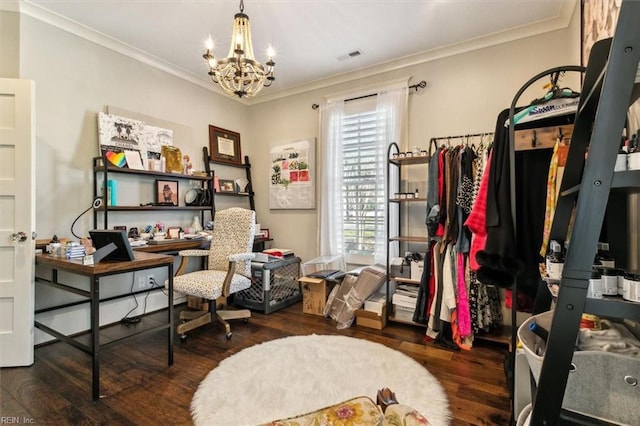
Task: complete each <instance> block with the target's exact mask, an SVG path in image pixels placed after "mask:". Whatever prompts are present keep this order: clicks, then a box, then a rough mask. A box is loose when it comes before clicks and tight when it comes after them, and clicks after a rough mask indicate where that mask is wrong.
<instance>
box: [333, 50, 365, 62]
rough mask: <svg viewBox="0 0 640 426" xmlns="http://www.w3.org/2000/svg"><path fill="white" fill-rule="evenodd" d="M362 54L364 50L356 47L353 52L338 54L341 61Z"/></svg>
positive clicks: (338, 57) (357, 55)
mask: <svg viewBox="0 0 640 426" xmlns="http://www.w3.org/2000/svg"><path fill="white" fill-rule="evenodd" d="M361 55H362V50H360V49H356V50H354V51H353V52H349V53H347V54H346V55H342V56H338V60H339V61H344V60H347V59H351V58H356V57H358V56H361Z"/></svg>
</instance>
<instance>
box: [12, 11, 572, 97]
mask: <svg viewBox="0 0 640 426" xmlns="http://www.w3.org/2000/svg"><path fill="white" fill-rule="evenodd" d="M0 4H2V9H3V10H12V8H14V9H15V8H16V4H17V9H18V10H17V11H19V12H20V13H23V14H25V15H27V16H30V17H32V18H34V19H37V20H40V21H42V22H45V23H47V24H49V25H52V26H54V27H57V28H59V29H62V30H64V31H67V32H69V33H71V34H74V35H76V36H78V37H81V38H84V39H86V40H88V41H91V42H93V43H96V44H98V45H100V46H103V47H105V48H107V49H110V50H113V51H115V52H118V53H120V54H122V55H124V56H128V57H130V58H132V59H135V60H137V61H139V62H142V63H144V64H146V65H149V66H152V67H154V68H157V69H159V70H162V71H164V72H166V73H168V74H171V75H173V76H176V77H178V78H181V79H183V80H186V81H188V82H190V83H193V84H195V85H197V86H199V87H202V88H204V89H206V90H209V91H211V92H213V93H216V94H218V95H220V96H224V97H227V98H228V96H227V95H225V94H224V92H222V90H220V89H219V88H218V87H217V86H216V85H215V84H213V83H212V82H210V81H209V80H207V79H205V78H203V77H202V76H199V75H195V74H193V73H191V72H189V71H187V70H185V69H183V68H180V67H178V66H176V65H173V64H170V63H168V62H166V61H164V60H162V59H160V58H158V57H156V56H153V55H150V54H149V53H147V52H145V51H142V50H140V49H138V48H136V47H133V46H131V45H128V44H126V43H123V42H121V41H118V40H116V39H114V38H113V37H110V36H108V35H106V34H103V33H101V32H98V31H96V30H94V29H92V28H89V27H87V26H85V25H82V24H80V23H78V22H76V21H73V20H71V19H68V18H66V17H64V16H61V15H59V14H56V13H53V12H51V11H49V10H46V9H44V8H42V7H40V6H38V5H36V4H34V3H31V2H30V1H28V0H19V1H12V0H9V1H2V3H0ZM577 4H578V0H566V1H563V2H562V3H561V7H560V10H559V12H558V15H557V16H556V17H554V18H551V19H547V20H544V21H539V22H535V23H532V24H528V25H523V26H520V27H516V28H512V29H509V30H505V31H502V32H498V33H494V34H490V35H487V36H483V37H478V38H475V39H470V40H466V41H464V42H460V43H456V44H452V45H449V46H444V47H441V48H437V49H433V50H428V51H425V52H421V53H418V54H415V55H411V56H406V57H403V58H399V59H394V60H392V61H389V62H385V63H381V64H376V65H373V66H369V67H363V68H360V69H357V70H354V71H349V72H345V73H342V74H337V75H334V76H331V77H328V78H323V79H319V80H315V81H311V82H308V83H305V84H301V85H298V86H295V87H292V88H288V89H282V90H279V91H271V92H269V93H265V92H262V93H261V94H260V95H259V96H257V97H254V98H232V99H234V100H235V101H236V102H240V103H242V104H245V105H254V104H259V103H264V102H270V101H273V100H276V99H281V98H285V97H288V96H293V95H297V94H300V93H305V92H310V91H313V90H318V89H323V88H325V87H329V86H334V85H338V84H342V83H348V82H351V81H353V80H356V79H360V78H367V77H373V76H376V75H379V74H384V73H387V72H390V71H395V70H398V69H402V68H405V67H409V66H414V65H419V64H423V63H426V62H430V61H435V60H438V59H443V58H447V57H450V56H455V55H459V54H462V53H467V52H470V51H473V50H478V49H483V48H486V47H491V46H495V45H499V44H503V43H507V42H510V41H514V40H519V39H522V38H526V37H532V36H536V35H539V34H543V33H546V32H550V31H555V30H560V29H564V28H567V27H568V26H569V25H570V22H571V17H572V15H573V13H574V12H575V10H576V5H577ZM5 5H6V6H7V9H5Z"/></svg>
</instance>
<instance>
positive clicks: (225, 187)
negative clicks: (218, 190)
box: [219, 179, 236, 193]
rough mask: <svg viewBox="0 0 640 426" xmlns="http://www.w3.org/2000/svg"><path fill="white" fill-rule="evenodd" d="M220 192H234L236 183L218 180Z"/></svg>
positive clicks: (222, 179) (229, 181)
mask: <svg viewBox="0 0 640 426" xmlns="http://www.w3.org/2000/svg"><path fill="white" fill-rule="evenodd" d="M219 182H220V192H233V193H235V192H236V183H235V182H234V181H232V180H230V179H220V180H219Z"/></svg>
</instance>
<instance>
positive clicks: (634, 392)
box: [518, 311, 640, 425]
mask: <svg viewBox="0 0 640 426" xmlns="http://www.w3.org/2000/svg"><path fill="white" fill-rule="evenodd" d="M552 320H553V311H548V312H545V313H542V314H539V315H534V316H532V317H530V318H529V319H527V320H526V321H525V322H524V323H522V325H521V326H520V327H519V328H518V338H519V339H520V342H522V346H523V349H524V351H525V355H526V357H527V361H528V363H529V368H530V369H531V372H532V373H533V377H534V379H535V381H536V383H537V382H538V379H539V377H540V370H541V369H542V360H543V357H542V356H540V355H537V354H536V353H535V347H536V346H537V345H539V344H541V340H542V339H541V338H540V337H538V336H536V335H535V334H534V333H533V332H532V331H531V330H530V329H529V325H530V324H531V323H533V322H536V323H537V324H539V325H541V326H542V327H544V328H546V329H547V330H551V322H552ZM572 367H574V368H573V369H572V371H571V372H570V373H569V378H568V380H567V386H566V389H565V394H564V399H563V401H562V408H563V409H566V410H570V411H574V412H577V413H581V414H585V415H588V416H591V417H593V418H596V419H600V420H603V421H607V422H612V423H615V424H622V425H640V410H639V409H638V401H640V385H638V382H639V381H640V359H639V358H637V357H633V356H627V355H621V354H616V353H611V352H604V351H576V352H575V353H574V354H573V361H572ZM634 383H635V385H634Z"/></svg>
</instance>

To do: Copy word for word everything from the start of the entries through the line containing "box: [333, 50, 365, 62]", both ends included, and leave out the pictures.

Task answer:
Task: complete each <instance> block with the target's exact mask, an SVG path in image pixels placed after "mask:". Whatever prompts are present keep this order: clicks, then a box, then a rough mask. A box is loose when it comes before clicks and tight when it comes after them, and clicks after a rough mask indicate where that mask is wrong.
<instance>
box: [333, 50, 365, 62]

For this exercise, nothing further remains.